**REQUIRED ACTIONS**
A – Answer these questions from the RFAE documentation:
(i) What minimum version of R does the package depend on?
(ii) What is the default value of k in decode_knn?
(iii) If no x_tilde is supplied, how is training data obtained?
B – According to the RFAE documentation, why can RFAE seamlessly handle mixed-type tabular data?

**PASSAGE SHOWN**
===============

Title: Autoencoding Random Forests
Version: 0.1.0
Maintainer: Binh Duc Vu <vuducbinh2210@gmail.com>
Description: Autoencoding Random Forests ('RFAE') provide a method to autoencode mixed-type tabular data using Random Forests ('RF'), which involves projecting the data to a latent feature space of user-chosen dimensionality (usually a lower dimension), and then decoding the latent representations back into the input space. The encoding stage is useful for feature engineering and data visualisation tasks, akin to how principal component analysis ('PCA') is used, and the decoding stage is useful for compression and denoising tasks. At its core, 'RFAE' is a post-processing pipeline on a trained random forest model. This means that it can accept any trained RF of 'ranger' object type: 'RF', 'URF' or 'ARF'. Because of this, it inherits Random Forests' robust performance and capacity to seamlessly handle mixed-type tabular data. For more details, see Vu et al. (2025) <doi:10.48550/arXiv.2505.21441>.
License: GPL (≥ 3)
URL: https://github.com/bips-hb/RFAE
BugReports: https://github.com/bips-hb/RFAE/issues
Depends: R (≥ 4.4.0)
Imports: caret, data.table, foreach, Matrix, methods, mgcv, ranger, RANN, RSpectra, stats, tibble
Suggests: arf, ggplot2, knitr, rmarkdown, testthat (≥ 3.0.0)
VignetteBuilder: knitr
Encoding: UTF-8
RoxygenNote: 7.3.3
Config/testthat/edition: 3
NeedsCompilation: no
Packaged: 2026-01-12 03:28:56 UTC; k21189355
Author: Binh Duc Vu ORCID iD [aut, cre], Jan Kapar ORCID iD [aut], Marvin N. Wright ORCID iD [aut], David S. Watson ORCID iD [aut]
Repository: CRAN
Date/Publication: 2026-01-17 11:20:07 UTC

Decode RF Embeddings

Description

Maps the low-dimensional KPCA embedding of a random forest back to the input space via iterative k-nearest neighbors.

Usage

decode_knn(rf, emap, z, x_tilde = NULL, k = 5, parallel = TRUE)

Arguments

rf

Pre-trained random forest object of class ranger.

emap

Spectral embedding learned via eigenmap.

z

Matrix of embedded data to map back to the input space.

x_tilde

Supplied training data, if none supplied then the RF is used to generate synthetic training data according to the eForest scheme. Default is NULL.

k

Number of nearest neighbors to evaluate.

===============

**ENTRIES SUPPLIED**
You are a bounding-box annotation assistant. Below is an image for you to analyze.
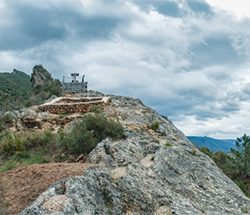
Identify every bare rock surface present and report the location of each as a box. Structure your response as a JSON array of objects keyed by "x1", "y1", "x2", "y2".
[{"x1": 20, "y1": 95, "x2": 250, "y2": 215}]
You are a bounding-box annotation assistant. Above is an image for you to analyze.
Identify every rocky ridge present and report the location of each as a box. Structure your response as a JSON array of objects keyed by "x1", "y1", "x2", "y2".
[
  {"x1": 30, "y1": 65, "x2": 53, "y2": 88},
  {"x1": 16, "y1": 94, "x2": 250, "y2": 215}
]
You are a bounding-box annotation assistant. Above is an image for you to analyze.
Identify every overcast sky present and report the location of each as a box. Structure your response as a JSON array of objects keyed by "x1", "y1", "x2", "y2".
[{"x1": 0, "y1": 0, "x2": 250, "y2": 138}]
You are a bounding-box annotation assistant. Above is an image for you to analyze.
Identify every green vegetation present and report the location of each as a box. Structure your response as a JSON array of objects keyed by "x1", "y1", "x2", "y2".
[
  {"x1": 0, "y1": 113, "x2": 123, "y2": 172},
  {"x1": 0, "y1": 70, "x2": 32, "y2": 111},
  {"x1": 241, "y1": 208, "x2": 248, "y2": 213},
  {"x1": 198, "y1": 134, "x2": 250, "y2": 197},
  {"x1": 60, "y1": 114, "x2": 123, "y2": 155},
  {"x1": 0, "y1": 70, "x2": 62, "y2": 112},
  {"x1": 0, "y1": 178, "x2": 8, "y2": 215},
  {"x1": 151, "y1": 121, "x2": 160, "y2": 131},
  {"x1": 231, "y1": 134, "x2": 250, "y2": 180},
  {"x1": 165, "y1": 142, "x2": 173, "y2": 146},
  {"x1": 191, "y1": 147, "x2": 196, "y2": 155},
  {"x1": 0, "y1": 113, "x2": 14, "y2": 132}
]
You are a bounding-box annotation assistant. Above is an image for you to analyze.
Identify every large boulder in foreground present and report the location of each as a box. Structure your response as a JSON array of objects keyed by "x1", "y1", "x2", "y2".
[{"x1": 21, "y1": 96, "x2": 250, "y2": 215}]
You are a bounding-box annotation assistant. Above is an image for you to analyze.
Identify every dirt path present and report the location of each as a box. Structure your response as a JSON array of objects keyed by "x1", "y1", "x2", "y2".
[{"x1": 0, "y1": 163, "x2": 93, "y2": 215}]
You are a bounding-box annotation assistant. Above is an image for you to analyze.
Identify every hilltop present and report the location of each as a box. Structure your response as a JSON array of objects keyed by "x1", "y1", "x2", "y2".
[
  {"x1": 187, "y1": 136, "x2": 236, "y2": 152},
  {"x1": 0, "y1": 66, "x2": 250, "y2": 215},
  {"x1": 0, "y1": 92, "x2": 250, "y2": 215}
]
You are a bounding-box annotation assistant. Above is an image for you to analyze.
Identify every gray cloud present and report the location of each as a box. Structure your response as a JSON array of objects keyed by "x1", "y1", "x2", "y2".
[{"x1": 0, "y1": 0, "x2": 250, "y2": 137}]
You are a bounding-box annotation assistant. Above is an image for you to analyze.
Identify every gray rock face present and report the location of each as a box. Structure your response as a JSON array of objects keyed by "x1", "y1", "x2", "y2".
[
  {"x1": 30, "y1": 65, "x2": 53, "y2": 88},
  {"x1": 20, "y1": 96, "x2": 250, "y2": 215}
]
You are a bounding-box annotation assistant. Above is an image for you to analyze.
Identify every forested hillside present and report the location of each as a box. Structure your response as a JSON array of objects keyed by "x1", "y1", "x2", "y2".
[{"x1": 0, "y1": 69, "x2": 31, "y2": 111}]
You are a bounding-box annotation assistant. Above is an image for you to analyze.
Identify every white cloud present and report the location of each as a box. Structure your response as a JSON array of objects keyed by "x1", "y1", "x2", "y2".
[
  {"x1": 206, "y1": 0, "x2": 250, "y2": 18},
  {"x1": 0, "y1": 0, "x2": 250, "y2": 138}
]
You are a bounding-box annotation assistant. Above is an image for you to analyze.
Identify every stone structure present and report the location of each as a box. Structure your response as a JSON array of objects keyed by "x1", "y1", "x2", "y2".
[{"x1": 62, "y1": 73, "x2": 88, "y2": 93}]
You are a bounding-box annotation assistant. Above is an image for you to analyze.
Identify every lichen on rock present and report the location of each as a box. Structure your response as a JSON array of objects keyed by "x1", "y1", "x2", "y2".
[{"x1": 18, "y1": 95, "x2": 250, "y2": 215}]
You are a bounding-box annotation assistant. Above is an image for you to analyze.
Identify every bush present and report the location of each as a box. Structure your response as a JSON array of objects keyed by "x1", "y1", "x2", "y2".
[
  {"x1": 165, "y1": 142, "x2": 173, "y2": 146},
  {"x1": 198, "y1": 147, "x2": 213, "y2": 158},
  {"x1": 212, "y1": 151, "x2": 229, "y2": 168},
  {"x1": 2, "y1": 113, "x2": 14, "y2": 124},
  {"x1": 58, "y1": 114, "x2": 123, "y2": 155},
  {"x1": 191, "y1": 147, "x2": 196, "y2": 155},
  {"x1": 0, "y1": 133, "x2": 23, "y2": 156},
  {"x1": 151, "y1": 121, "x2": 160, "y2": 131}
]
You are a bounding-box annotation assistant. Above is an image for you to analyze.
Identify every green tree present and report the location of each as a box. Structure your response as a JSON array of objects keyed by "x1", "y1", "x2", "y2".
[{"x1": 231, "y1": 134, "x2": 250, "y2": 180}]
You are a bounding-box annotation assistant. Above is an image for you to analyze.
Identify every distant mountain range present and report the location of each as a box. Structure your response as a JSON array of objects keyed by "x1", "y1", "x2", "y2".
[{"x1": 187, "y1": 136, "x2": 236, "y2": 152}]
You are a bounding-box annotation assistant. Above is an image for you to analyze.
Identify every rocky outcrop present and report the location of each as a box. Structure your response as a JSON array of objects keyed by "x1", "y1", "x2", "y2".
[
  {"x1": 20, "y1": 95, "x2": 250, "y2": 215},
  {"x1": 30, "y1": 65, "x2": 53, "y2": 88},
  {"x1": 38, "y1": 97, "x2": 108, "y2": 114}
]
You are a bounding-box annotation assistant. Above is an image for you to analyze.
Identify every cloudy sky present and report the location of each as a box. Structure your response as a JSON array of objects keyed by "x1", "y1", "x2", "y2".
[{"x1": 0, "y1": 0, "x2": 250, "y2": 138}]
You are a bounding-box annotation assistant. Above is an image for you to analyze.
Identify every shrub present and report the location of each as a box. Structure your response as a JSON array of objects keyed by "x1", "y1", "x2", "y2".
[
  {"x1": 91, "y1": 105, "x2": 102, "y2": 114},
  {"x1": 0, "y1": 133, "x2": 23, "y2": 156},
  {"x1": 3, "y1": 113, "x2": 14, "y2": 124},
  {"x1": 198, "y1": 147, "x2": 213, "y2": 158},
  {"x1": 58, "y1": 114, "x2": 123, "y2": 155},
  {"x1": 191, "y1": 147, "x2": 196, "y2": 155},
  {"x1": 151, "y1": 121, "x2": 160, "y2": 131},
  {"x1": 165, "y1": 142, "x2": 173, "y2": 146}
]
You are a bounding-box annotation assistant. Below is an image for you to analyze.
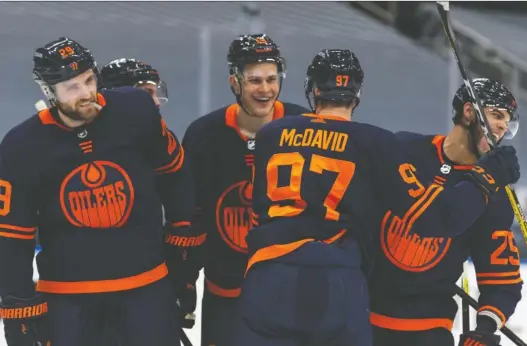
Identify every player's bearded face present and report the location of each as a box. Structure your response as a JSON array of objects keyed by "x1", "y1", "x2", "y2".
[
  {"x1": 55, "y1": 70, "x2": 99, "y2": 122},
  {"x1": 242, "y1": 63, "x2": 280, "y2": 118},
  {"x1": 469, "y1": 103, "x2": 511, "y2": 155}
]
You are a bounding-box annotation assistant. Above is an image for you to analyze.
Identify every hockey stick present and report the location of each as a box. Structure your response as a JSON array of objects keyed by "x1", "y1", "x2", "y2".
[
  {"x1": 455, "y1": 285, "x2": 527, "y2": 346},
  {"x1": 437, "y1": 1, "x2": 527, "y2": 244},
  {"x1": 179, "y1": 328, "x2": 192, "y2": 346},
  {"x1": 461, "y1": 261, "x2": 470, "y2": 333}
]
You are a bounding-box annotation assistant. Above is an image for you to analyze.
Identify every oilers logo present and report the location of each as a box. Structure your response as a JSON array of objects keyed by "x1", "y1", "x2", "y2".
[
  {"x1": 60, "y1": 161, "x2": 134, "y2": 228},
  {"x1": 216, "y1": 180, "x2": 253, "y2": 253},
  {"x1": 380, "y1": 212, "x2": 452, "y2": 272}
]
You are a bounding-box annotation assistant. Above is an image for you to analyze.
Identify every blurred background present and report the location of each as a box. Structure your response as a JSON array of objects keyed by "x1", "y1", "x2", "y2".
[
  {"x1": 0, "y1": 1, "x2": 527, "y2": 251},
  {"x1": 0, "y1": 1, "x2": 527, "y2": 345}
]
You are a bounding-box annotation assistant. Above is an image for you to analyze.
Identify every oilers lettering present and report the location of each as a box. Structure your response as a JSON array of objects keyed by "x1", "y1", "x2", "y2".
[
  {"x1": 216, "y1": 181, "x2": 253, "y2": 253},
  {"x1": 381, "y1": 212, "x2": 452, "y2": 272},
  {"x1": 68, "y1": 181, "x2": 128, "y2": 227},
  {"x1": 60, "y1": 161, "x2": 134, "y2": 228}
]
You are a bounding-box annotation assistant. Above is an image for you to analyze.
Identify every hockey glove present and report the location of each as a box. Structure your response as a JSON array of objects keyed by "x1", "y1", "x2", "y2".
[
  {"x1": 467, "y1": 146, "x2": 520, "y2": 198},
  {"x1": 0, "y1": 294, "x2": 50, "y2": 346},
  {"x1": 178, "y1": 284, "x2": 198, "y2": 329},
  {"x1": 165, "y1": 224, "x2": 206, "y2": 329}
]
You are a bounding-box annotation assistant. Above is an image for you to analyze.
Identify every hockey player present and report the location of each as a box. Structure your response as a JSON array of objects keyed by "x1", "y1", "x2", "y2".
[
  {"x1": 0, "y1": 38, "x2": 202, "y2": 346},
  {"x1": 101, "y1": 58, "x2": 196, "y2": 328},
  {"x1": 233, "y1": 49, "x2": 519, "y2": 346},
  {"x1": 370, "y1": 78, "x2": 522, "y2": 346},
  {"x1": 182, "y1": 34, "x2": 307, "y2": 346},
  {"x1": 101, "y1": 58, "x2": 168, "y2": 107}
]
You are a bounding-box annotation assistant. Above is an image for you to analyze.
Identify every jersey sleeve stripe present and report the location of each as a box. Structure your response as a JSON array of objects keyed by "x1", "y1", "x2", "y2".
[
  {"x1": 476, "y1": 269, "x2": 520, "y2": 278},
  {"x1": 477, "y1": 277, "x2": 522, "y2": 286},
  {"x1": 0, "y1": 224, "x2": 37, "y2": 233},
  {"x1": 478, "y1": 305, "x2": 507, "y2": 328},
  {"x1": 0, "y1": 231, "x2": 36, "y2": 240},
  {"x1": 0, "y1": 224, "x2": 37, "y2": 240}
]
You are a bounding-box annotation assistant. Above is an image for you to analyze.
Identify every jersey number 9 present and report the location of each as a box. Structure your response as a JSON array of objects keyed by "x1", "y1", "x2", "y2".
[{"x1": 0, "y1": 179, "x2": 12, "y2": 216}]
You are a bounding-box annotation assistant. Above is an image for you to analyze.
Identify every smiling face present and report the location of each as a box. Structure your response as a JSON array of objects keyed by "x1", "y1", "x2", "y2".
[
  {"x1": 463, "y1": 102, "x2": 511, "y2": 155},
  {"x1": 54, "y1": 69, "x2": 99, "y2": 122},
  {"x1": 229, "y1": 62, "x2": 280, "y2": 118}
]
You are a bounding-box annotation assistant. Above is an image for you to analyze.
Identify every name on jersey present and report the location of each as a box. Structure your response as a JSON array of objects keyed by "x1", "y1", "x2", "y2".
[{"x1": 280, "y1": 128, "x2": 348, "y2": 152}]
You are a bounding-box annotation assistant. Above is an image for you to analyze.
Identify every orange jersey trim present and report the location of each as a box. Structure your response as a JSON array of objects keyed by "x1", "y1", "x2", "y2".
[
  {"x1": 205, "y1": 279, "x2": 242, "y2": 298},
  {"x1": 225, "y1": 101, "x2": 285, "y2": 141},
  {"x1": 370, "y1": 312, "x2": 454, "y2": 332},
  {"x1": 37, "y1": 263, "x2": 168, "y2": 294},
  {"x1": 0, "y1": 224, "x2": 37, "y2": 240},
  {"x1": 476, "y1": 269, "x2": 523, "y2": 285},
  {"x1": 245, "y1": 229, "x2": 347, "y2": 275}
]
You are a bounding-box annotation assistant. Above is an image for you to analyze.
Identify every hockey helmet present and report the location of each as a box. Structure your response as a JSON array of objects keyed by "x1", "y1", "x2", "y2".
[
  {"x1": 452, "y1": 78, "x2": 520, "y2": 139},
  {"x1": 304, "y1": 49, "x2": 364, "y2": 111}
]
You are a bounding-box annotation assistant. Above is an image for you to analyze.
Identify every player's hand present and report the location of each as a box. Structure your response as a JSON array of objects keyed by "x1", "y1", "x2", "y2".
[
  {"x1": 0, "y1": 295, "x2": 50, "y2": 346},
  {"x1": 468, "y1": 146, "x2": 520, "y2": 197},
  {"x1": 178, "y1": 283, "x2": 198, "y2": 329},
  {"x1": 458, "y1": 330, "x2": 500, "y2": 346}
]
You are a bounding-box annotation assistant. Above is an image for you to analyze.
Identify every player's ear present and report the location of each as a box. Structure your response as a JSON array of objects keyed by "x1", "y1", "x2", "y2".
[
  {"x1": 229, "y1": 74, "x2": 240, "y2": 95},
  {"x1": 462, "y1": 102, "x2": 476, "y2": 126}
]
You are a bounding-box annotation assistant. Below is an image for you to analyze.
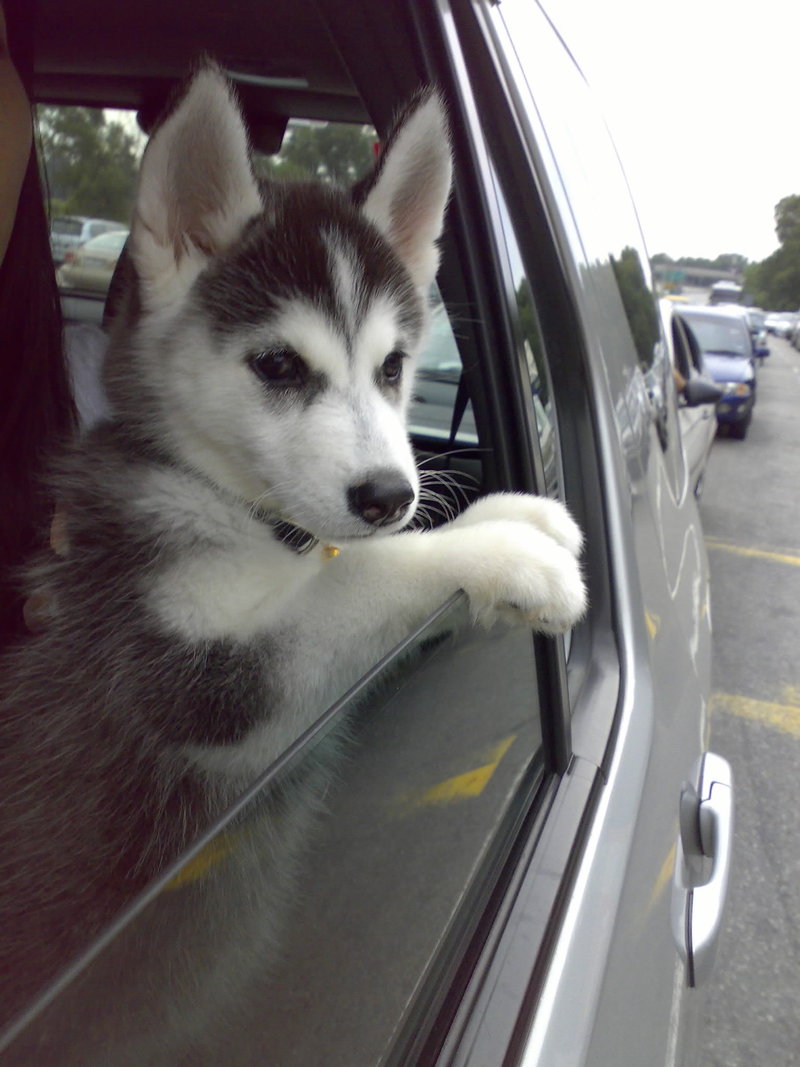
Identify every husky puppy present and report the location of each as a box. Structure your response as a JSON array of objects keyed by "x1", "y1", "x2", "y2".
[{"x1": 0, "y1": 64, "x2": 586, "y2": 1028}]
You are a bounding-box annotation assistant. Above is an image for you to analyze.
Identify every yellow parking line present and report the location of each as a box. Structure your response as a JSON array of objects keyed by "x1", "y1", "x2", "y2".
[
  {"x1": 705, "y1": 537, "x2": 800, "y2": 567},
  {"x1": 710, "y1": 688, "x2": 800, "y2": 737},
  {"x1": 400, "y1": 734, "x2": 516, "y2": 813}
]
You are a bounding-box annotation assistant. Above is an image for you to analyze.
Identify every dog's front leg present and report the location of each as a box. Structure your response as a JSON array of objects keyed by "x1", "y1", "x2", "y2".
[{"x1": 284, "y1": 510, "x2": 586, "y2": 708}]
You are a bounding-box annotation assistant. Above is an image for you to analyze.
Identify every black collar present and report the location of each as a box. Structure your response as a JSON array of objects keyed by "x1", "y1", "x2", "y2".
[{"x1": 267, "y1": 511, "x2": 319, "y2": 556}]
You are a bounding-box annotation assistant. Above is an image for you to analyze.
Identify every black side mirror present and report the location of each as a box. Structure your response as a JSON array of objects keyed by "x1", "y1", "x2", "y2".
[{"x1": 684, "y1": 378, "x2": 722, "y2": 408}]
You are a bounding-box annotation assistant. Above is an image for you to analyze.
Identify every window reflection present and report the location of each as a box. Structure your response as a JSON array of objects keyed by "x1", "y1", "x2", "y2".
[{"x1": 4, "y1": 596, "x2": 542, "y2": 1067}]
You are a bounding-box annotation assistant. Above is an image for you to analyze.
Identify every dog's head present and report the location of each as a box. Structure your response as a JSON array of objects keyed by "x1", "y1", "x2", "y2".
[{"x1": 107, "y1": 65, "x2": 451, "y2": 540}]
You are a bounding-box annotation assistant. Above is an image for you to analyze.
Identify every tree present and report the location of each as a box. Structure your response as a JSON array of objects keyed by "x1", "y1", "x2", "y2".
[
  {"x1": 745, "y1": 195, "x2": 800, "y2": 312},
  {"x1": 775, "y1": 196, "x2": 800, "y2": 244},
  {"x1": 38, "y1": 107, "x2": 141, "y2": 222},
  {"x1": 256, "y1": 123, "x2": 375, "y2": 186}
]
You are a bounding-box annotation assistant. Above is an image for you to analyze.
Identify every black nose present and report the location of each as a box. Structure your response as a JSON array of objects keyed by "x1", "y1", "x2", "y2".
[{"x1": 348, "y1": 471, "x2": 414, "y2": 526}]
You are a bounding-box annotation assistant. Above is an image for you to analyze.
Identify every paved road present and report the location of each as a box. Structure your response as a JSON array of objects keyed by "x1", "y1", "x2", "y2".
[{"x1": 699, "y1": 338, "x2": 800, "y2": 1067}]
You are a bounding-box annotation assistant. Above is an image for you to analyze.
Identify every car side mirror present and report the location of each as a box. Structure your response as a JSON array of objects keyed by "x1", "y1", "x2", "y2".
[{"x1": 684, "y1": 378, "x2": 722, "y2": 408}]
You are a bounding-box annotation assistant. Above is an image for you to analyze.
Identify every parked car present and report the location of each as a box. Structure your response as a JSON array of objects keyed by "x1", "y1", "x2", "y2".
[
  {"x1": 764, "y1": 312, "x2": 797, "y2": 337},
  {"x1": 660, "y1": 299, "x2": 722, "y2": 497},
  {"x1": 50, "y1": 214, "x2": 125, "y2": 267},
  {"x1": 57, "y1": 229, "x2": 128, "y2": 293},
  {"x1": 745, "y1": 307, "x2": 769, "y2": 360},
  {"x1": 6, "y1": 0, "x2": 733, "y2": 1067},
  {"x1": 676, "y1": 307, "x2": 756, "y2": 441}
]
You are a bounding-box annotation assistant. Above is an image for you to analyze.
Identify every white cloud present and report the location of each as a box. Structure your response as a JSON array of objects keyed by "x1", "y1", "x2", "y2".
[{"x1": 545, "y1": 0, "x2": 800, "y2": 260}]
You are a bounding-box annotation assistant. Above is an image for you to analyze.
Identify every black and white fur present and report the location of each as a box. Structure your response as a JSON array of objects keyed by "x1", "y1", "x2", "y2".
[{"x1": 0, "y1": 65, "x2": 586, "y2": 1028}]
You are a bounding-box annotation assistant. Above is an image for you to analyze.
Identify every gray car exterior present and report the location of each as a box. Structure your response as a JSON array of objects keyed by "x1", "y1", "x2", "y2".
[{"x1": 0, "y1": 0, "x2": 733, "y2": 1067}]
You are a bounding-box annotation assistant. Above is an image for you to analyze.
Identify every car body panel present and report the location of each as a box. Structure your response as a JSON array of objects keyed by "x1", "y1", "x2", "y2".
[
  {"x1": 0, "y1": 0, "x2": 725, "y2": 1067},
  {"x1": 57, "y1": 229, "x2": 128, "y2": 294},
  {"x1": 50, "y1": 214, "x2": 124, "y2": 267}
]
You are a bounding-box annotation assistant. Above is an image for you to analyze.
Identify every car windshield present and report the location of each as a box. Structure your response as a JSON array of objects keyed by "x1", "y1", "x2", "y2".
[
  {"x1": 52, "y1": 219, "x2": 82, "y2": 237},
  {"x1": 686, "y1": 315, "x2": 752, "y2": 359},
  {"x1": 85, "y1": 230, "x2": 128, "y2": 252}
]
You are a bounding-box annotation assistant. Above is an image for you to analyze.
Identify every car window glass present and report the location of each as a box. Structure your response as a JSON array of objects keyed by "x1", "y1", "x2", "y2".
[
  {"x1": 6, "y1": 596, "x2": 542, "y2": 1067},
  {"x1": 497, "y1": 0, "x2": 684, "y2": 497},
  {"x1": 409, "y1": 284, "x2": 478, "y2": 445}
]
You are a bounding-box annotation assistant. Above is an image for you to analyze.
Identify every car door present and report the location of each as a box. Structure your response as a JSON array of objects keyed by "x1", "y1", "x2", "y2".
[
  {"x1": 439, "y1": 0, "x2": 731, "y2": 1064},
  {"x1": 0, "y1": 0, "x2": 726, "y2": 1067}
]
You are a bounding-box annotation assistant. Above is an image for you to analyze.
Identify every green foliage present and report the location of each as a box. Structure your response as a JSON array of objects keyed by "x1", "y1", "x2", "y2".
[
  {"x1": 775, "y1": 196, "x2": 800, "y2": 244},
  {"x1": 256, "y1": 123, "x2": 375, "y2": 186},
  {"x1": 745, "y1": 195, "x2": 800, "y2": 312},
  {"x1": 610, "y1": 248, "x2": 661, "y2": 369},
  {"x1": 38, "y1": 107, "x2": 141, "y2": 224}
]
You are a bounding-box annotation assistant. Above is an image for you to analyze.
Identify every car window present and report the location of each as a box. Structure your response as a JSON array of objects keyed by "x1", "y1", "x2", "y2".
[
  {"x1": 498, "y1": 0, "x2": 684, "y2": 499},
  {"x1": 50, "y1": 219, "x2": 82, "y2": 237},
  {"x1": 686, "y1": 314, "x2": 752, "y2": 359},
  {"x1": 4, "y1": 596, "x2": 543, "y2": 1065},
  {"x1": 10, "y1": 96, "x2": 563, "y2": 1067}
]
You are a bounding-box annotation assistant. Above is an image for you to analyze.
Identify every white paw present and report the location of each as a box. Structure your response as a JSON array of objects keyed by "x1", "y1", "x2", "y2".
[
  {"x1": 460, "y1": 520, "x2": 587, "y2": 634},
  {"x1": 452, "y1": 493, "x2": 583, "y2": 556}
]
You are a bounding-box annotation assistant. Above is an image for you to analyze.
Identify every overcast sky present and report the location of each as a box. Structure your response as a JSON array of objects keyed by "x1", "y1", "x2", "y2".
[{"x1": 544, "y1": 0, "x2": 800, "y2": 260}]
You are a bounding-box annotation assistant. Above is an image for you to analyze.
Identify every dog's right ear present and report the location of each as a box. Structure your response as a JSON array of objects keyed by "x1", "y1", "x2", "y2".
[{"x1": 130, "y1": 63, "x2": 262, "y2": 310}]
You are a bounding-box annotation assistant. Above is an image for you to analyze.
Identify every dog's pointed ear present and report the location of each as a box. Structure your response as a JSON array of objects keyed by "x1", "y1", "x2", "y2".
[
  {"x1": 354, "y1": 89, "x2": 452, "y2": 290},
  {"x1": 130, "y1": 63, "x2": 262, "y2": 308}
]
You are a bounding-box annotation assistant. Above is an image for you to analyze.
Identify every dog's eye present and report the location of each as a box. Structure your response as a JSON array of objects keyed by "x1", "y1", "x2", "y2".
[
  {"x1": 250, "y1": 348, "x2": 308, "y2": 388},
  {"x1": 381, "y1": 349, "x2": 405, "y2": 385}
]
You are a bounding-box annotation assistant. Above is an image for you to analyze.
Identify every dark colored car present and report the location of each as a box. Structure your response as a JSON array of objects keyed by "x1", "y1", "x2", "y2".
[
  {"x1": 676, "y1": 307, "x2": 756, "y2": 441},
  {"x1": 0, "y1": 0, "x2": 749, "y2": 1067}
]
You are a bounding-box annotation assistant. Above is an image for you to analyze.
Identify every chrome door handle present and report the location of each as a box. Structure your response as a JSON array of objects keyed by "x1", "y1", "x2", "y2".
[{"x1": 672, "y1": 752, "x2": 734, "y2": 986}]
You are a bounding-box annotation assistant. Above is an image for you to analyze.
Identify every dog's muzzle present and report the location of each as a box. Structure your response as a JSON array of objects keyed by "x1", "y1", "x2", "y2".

===============

**WORKED SOLUTIONS**
A –
(i) R 4.4.0 or later (R ≥ 4.4.0).
(ii) 5.
(iii) The RF generates synthetic training data according to the eForest scheme.

B – At its core, RFAE is a post-processing pipeline on a trained random forest model, so it can accept any trained RF of 'ranger' object type ('RF', 'URF' or 'ARF'). Because of this, it inherits Random Forests' robust performance and their capacity to seamlessly handle mixed-type tabular data.